=== INPUT MATERIAL ===

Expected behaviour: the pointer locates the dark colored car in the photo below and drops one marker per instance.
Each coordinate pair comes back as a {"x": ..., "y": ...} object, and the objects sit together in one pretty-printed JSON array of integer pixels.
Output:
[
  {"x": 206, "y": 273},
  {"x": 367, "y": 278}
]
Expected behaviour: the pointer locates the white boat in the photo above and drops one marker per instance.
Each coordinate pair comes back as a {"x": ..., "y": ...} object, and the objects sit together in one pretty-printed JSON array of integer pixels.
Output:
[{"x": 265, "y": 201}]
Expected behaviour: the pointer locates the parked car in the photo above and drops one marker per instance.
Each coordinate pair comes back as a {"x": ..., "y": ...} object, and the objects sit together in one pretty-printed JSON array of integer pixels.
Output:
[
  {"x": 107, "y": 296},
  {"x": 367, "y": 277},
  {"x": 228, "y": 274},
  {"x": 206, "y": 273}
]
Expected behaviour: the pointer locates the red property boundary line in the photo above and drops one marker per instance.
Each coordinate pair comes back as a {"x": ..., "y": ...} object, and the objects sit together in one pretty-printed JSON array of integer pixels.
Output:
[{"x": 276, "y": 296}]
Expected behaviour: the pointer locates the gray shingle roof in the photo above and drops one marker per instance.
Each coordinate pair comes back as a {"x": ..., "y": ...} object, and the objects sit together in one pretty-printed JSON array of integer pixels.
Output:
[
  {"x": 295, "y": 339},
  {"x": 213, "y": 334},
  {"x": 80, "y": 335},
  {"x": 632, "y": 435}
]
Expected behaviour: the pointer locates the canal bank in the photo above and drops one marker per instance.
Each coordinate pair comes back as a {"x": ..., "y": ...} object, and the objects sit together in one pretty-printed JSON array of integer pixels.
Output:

===

[AIM OF THE TASK]:
When a line of the data above holds the string "locates", count it, and reply with the resulting number only.

[RESPONSE]:
6